* Página
──────────
Nossa rua vivia sempre cheia, parece que vinham crianças da cidade toda, não havia sossego. Os adultos sempre reclamavam, mas hoje é um silêncio mais pacato, só ouvindo os barulhos dos carros. Quanta falta sentirão, em tempos de tanta confusão, porque antes a alegria não dava espaço, os gritos aos extremos de nós crianças eram o grande “arco-íris” que fazia ali resplandecer. Toda noite era festa, começávamos com a queimada no meio da rua, atrapalhando até o trânsito, que na época também já não era tanto. Depois, logo passávamos aos piques, à polícia-ladrão e, muitas vezes, encerrávamos com a “missinha”. O mega-fone de tubos de linha das janelas do casario Mariano sempre anunciava morte, horários de missas, até a greve dos professores, como uma vez fui solicitado. Ah, e como se esquecer, tinha também hora cívica, canto do hino nacional e hasteamento da bandeira no 7 de setembro, além de sair dali também as famosas “bênçãos”. Nós, crianças, com as jovens de então, fazíamos a Rua São Miguel virar um verdadeiro parque de diversão.
──────────
* Dados armazenados
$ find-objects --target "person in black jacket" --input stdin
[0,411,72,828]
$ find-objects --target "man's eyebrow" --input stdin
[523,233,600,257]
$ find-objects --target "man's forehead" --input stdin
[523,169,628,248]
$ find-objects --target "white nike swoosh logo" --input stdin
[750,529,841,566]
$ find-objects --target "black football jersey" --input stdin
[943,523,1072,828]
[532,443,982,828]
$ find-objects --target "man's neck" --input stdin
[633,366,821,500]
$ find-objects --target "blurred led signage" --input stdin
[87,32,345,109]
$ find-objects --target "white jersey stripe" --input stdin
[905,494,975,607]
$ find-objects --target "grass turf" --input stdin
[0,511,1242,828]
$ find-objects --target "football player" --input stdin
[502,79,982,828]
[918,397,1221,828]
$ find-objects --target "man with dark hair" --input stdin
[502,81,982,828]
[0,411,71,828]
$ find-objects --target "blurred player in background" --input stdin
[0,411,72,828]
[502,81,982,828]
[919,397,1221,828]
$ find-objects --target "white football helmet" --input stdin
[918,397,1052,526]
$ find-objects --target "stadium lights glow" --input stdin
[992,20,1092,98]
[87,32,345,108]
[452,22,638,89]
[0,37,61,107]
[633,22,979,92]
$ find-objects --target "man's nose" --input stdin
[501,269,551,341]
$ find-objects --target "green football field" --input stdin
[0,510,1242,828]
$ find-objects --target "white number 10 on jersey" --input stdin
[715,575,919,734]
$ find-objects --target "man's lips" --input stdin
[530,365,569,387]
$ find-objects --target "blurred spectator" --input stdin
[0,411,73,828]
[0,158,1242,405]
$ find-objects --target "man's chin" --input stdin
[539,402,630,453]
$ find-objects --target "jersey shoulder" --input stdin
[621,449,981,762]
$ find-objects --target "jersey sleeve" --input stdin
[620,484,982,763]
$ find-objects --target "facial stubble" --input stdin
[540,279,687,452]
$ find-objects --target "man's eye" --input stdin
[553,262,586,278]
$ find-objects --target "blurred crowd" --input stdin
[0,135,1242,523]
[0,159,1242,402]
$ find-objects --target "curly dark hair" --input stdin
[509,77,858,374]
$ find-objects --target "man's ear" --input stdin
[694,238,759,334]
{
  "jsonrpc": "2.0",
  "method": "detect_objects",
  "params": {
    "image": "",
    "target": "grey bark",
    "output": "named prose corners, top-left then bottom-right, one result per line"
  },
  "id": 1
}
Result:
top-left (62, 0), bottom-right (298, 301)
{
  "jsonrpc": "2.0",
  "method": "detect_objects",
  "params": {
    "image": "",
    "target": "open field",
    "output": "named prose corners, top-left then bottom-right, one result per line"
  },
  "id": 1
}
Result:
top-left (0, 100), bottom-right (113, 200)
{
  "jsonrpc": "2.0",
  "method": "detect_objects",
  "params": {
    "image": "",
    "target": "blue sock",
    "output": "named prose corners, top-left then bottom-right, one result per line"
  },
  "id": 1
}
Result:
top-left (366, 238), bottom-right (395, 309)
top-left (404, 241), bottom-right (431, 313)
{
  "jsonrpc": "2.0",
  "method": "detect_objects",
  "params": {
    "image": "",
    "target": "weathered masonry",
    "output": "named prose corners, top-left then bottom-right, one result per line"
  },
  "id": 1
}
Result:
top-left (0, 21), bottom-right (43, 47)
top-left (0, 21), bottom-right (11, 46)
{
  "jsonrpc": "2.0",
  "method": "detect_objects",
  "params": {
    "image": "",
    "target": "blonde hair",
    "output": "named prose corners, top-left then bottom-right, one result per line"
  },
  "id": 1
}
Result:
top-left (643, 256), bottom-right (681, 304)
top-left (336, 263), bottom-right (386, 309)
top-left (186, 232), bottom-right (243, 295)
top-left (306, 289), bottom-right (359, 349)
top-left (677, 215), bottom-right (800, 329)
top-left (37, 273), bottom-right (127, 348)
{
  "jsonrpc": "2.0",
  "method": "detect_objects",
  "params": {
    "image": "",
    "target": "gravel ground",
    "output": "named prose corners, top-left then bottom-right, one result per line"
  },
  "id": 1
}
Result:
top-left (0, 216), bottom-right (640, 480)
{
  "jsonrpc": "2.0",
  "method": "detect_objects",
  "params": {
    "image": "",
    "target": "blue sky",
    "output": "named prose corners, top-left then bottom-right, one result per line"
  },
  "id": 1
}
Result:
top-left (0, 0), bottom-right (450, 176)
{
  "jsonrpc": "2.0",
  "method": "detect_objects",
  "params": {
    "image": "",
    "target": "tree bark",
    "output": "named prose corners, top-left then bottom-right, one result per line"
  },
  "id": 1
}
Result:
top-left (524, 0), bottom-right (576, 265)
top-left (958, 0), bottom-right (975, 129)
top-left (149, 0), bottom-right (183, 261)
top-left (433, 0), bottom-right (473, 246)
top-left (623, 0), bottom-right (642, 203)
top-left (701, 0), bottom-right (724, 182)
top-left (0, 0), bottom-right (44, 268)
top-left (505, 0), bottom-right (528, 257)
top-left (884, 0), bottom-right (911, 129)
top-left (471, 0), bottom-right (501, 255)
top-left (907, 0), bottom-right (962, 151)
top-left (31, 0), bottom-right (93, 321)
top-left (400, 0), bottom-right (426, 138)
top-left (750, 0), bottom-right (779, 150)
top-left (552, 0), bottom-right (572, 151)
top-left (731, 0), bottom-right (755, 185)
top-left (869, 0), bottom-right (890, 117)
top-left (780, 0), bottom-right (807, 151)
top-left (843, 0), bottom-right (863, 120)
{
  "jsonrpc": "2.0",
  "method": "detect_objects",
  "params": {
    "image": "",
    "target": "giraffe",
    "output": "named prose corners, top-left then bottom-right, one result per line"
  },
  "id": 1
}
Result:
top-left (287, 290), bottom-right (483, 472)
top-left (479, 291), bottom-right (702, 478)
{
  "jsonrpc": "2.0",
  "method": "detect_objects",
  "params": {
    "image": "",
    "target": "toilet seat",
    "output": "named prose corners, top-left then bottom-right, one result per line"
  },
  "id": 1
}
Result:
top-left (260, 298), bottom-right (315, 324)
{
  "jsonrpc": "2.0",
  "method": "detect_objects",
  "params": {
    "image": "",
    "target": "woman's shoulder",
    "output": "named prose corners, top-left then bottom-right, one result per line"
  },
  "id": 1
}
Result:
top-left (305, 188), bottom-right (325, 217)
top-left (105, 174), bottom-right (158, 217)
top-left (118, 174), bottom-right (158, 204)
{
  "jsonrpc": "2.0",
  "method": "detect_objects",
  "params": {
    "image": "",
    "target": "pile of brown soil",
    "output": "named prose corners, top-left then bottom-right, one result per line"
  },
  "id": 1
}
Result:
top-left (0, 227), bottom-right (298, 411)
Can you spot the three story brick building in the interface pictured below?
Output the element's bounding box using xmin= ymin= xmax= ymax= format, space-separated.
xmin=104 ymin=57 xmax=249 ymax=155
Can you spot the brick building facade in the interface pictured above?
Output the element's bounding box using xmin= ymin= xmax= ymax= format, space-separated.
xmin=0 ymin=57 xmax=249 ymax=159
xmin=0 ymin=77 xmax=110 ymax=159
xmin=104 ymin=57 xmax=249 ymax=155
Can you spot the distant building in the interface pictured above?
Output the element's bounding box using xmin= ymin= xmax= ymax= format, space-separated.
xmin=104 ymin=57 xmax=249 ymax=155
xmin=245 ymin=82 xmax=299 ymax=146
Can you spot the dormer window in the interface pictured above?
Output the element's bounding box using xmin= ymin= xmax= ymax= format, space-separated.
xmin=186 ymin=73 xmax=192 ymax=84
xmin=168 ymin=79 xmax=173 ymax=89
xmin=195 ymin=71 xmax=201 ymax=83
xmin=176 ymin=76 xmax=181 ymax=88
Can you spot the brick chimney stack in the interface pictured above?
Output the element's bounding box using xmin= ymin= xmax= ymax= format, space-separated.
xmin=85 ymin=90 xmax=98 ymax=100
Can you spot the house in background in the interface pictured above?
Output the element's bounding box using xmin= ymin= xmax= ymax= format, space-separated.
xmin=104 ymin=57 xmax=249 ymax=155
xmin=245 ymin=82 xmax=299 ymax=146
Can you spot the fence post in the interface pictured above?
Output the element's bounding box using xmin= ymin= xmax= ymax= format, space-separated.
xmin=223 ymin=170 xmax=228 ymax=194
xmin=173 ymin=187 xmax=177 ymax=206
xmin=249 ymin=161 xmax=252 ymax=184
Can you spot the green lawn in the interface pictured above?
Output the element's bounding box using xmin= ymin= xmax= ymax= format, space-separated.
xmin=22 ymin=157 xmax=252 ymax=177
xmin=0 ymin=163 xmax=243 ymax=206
──────────
* Tarefas
**A.** No relato sobre a Rua São Miguel, qual brincadeira abria as noites de festa?
**B.** Dê continuidade ao relato sobre a Rua São Miguel a partir da última frase.

* Respostas
**A.** A queimada no meio da rua.

**B.**
Foi ali que amizades cresceram e se firmaram, alguns hoje distantes, mas sempre conectados por saudosa lembrança. Nunca esqueceremos nossa era sem internet, porque com isso aproveitamos para brincar, criar laços e raízes e muito mais para aprender a amar nossa história e nossa terrinha, esses são nossos grandes valores. Eh São Miguel, no quintal de dona Isaura, minha mãe, no antigo cemitério, está enterrado meu umbigo.

Wesley Pires dos Santos
2º Ano de Teologia


                                                 
Posse do 1º Prefeito Eleito, Geraldo de Oliveira Fernandes (Sogê) - Esquina da Rua São Miguel com a Praça Raimundo Carneiro - 1947


Rua São Miguel - Centro - década de 1950.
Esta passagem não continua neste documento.